#### [BRIEF]
A faithful transcription of all the data is required.

#### [EXTRACTED ENTRIES]
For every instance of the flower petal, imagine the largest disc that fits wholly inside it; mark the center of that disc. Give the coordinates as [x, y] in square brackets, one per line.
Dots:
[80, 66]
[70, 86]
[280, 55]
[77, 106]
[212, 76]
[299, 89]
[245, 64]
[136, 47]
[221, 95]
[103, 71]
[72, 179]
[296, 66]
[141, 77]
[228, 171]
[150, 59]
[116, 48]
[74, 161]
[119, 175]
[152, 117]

#### [COMPLETED EXERCISE]
For every instance of the flower petal, imagine the largest disc that fits wholly inside it; mark the center of that disc. Give the coordinates as [x, y] in square brackets, one per line.
Dots:
[80, 66]
[70, 86]
[280, 55]
[77, 106]
[212, 76]
[299, 89]
[245, 64]
[136, 47]
[221, 95]
[103, 71]
[72, 179]
[296, 66]
[141, 77]
[228, 171]
[150, 59]
[116, 48]
[74, 161]
[119, 175]
[152, 117]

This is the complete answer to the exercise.